■ Aufgabe ■
Beantworte die folgenden Fragen anhand des Dokuments.
(a) An welchem Tag floh das Trio?
(b) In welcher Stadt wurde K. im Jahr 2000 auf einer Schulungsveranstaltung der NPD angesprochen?
(c) Wen soll man nach der Forderung von Nicole Schneiders als Zeugin laden?
::: Dokument :::
K. bemerkte auch, wie gut die drei als Gruppe funktionierten: Zschäpe, die mit beiden Uwes nacheinander Beziehungen einging, habe ihre Männer mit Neckereien aufgezogen, die beiden hätten ihrerseits Späße gemacht.

Am 26. Januar 1998 floh das Trio. K. bekam einen Anruf von Carsten S., der heute ebenfalls auf der Anklagebank sitzt. Als Gleichaltrige in der Szene hatten sie Freundschaft geschlossen. K. beteuert heute, er habe nach dem Untertauchen der dreien keinen Kontakt mehr zu ihnen gehalten. Doch die Flucht seiner damaligen Vorbilder bewegte ihn: Er schrieb eine schwülstige Hymne auf die Geflüchteten, die er gemeinsam mit einer Freundin einsang und auf CD verbreitete.

Tatsächlich vergaß die Szene ihre Helden nicht, auch wenn nach K.s Schilderungen jeder vermied, über das Thema zu sprechen. Einmal habe er allerdings mitbekommen, wie auf einem Konzert Geld für sie gesammelt wurde.

Er selber hörte im Jahr 2000 völlig unverhofft, was mit den Gesuchten geschehen war: K. schildert, er sei damals in Chemnitz auf einer Schulungsveranstaltung der NPD von Edda Schmidt angesprochen worden, einer der bekanntesten weiblichen Neonazis in Deutschland. Sie stellte K. einem Mann vor, der behauptete, in Kontakt mit dem Trio zu stehen. Dieser erzählte, die drei hielten sich in Chemnitz auf und spielten den ganzen Tag auf der Spielekonsole. Tatsächlich hatten sie dort Unterschlupf gefunden, bevor sie nach Zwickau weiterzogen.

K. kam die Situation unheimlich vor – vor allem, weil er sich nicht erklären konnte, wieso gerade er die Information bekam. Denn die mittlerweile 66 Jahre alte Schmidt wohnt im baden-württembergischen Bisingen. Er frage sich, „warum jemand aus Südwestdeutschland nach Chemnitz kommt, um mit mir über drei Personen zu sprechen“. Bis heute weiß K. nicht, wer die Person war, die ihn auf den neuesten Stand brachte. Er vermutet, „das könnte was mit dem Verfassungsschutz zu tun haben“.

In jedem Fall war K. klar, wie brisant das Wissen war, das er erhalten hatte. Er habe darum mit niemandem gesprochen, außer mit seinem Bruder André – der habe geantwortet, er wolle das gar nicht wissen.

Warum jemand, der sich nur am Rande mit Zschäpe, Mundlos und Böhnhardt zu tun hatte, auf einmal Insider-Informationen erhielt, ist ein weiteres Rätsel im NSU-Komplex. Dazu gehört auch die Frage, ob K. womöglich besser vernetzt war, als er zugibt. Für eine Auflösung tritt am Ende des Sitzungstages Ralf Wohllebens Verteidigerin Nicole Schneiders ein: Sie fordert, Schmidt als Zeugin zu laden.
::: Vorliegendes Material :::
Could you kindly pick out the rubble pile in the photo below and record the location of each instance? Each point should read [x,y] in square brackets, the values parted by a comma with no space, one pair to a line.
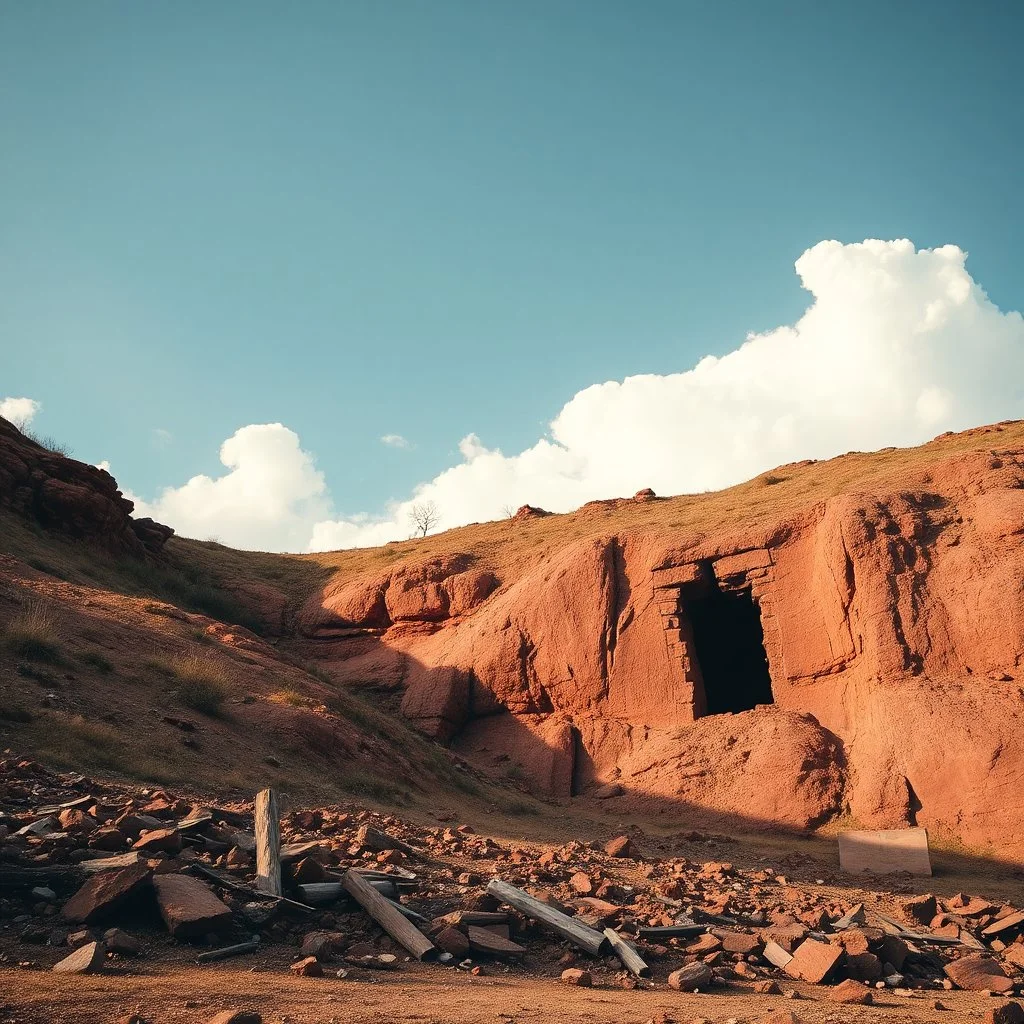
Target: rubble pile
[103,872]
:::
■ Ergebnis ■
(a) Am 26. Januar 1998.
(b) In Chemnitz.
(c) Edda Schmidt.